§ INFORMATION SUPPLIED:
+ + +
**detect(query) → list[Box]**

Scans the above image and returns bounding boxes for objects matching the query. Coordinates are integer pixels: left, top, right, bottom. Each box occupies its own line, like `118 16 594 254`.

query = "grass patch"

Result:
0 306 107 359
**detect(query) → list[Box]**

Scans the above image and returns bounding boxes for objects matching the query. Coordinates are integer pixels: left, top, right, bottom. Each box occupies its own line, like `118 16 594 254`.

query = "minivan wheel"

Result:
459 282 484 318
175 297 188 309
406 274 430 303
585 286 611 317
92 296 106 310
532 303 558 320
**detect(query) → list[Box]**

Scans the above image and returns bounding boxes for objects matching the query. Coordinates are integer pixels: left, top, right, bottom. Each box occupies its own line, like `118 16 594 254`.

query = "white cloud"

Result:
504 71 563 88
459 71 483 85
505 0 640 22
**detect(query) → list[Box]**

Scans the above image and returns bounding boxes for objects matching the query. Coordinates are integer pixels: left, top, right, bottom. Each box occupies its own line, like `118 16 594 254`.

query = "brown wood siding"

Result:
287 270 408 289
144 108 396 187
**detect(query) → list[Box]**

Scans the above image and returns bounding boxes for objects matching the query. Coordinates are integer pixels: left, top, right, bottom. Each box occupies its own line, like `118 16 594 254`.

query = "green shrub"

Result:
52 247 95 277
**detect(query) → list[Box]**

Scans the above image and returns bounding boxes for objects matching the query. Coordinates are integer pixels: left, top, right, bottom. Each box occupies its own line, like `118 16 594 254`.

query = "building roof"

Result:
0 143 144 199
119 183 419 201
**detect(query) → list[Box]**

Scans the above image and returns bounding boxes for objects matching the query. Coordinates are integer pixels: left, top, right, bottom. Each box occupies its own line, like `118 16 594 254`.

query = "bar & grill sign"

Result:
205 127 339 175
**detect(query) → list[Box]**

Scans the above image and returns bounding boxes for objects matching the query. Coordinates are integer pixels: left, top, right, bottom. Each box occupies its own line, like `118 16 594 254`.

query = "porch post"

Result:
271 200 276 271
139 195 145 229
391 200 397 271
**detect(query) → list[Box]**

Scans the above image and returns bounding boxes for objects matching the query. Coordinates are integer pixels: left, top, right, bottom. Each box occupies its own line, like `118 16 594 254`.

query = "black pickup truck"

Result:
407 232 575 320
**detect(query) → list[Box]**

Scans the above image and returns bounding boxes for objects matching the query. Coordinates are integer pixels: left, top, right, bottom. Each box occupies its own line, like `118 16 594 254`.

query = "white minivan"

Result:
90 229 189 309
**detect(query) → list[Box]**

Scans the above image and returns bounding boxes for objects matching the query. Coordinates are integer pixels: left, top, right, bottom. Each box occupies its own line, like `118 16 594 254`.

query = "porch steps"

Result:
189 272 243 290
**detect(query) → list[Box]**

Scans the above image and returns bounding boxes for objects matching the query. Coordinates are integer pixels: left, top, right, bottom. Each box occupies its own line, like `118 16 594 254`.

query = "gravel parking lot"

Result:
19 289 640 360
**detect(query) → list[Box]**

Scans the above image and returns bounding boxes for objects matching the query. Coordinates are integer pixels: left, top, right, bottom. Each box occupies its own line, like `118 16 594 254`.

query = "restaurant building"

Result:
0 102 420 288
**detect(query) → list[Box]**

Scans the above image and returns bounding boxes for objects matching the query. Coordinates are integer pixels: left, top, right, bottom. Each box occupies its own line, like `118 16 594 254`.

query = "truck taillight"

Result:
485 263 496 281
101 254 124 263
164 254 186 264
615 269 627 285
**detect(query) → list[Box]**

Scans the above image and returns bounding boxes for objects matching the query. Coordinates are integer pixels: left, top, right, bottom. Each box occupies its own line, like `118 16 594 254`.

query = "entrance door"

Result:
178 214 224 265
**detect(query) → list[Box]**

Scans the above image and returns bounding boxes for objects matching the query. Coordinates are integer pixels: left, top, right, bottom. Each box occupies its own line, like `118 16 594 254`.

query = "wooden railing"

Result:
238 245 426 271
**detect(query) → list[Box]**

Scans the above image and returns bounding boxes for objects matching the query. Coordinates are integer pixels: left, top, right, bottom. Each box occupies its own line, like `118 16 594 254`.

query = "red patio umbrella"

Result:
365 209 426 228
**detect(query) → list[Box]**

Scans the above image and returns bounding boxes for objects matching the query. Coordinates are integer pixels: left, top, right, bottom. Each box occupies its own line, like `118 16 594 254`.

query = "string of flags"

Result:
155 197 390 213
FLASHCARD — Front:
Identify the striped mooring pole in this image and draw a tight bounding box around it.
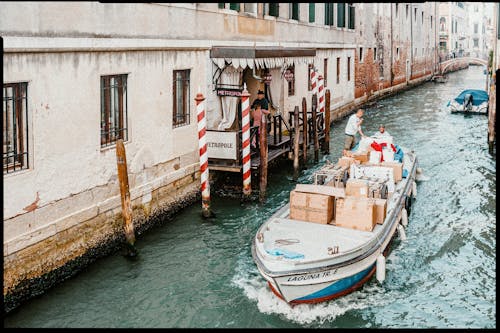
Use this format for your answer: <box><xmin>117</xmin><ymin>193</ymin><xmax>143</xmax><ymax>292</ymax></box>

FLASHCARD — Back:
<box><xmin>318</xmin><ymin>75</ymin><xmax>325</xmax><ymax>114</ymax></box>
<box><xmin>310</xmin><ymin>66</ymin><xmax>318</xmax><ymax>95</ymax></box>
<box><xmin>195</xmin><ymin>92</ymin><xmax>211</xmax><ymax>218</ymax></box>
<box><xmin>241</xmin><ymin>84</ymin><xmax>252</xmax><ymax>199</ymax></box>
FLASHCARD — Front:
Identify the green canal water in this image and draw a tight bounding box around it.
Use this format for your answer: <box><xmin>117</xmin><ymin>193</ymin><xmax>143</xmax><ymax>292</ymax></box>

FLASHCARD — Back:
<box><xmin>5</xmin><ymin>66</ymin><xmax>495</xmax><ymax>328</ymax></box>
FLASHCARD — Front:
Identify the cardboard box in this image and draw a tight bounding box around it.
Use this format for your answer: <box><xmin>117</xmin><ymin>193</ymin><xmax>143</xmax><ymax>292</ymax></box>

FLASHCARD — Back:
+ + +
§ PROBLEM DESCRIPTION:
In the answer, the data should reappear exactly, with no pictures.

§ WRITTEN ANSWER:
**detect(query) → list[Box]**

Scans the above image and returns bounding boxes for objects matching the query. Coordinates are integer pixels: left, top, right, bottom. Each box occupies its own line, like `118 16 594 254`.

query = "grass patch"

Result:
0 306 107 359
**detect(query) → list[Box]**

Scans the above image and returns bounding boxes for objects matching the query. Coordinates are integer pixels: left, top, right, bottom. Each box occupies its own line, like `118 16 594 254`.

query = "minivan wheel"

Result:
459 282 484 318
175 297 188 309
406 274 430 303
585 286 611 317
92 296 106 310
532 303 558 320
**detect(query) → list[Box]**

Scans the above image and returns bounding boxes for objects matching the query. Coordinates are integer pixels: left, top, right, bottom. Each box occupies its own line, like `118 16 594 254`.

query = "white cloud"

Result:
504 71 563 88
459 71 483 85
505 0 640 22
**detect(query) → list[Box]**

Scans the above image and returns bounding boxes for objects matching the query. Coordinates are integer pixels: left, top, right, bottom. Each box occupies its own line, like `118 16 594 254`.

query = "brown wood siding"

Result:
287 270 408 289
144 108 396 187
**detect(query) → list[Box]**

Scans the above image and returns bounding boxes for objects matching the query. Coordinates are integer pixels: left, top, right, bottom. Each box occupies its own line, like `118 16 594 254`.

query = "green shrub"

Result:
52 247 95 277
**detect(query) → list[Box]**

Scans the above image and returns bounding boxes for objects matching the query. Coordinates are integer pixels: left, top, right, bottom. Each box occupies its own line, like `118 16 594 254`.

query = "building roof"

Result:
0 143 144 199
119 183 419 201
**detect(query) → list[Box]**

Scans the above image and returns bounding boxes for objects matching the query. Coordinates are integer pixels: left, top, right, bottom. Each box occupies its own line, like `118 16 594 254`.

query = "bar & grill sign"

Result:
205 127 339 175
**detect(query) → list[Box]**

Scans the above image and returns bounding boxes for objects matching the query. Coordinates are integer pixels: left, top, right, bottom. Each box occupies its own line, like `118 16 594 254`.

query = "porch post"

Result:
271 200 276 271
139 195 145 229
391 200 397 271
**detect(query) → list[Box]**

Scans the above image and returns bounding boxes for objects matching the query. Coordinates are integer pixels: left, top, right, bottom. Each box occupies its own line, like `118 16 594 254`.

query = "black pickup truck"

Result:
407 232 575 320
**detect(query) → list[Box]**

Scans the above image and returns bounding boxes for objects matching the query. Coordinates are integer pixels: left, top, right, bottom. Each box occupies its own line, like `118 16 594 254`.

query = "white minivan"

Result:
90 229 189 309
**detect(query) → list[Box]**

Scans the above image and returns bounding boxes for objects matching the query. Coordinates are integer pixels: left, top, right, bottom. Each box occupies its own line, like `118 16 594 254`.

query = "porch steps"

Result:
189 272 243 290
**detect(query) → list[Box]**

Scans the above image and returns bounding boxes for objects matching the query. Coordinates are integer pixels: left, top, right, bottom. Each box occupies its own line, like `118 16 594 254`.

query = "gravel parking lot"

Result:
19 289 640 360
**detect(query) → list[Box]**

Scans the above image and returns bounding boxes for objects matching the query. Coordinates are integer pixels: left, top, right, bottom. Each box occupies its own line, like `118 16 594 254`.

query = "restaurant building"

Result:
0 102 420 288
**detect(query) → list[Box]**

Scans the above image and returns bounding boxes for objects matching the query. Coordinates are integer pixels: left, top, right, bottom. Each box occupies its own line, like `118 16 594 254`.

query = "truck taillight"

Result:
485 263 496 281
101 254 124 263
164 254 186 264
615 269 627 285
**detect(query) → list[Box]**

Scans the above image and returns bounding boxes for objects matching the query. Coordinates are integer pixels: left, top, right, bottom. Each box occupies its own line, like `118 16 594 254`.

query = "entrance door"

Result:
178 214 224 265
**detect(query) → list[Box]**

Scans the above image and returns bounding boxes for objects matching the query. Coordinates are integer pixels: left, top, right, bottom. Each box occupies its own line, like `118 16 594 254`.

query = "wooden railing"

Result:
238 245 426 271
**detect(query) → list[Box]**

Scans the above image and returns bounding boxes for objects matching the query. Coordinates are integer pixels: left, top, right, bottom. Each box occupies its own line, like `118 16 594 254`.

query = "red patio umbrella"

Result:
365 209 426 228
**detect(query) → list[Box]**

Scans the above image and returns bounding boxes for objects matching the query. Coordinates are integer pixels: left, top, right, bottom. Each box occupies its own line, like `118 16 594 254`.

query = "string of flags"

Result:
155 197 390 213
FLASHCARD — Front:
Identify the striped mooring pole in this image and draw a tight bounding box around it.
Use this format for your answer: <box><xmin>117</xmin><ymin>193</ymin><xmax>143</xmax><ymax>292</ymax></box>

FLASHCARD — Back:
<box><xmin>318</xmin><ymin>75</ymin><xmax>325</xmax><ymax>114</ymax></box>
<box><xmin>310</xmin><ymin>66</ymin><xmax>318</xmax><ymax>95</ymax></box>
<box><xmin>195</xmin><ymin>92</ymin><xmax>211</xmax><ymax>218</ymax></box>
<box><xmin>241</xmin><ymin>84</ymin><xmax>252</xmax><ymax>199</ymax></box>
FLASHCARD — Front:
Identify the green canal water in this image and draw a tight bounding box around it.
Use this format for your answer: <box><xmin>117</xmin><ymin>193</ymin><xmax>143</xmax><ymax>292</ymax></box>

FLASHCARD — Back:
<box><xmin>5</xmin><ymin>66</ymin><xmax>495</xmax><ymax>328</ymax></box>
FLASHCARD — Front:
Identify the cardboard box in this image and draw a tight bounding box around it.
Use this format for your answer: <box><xmin>117</xmin><ymin>193</ymin><xmax>143</xmax><ymax>292</ymax></box>

FLASHCARD — Back:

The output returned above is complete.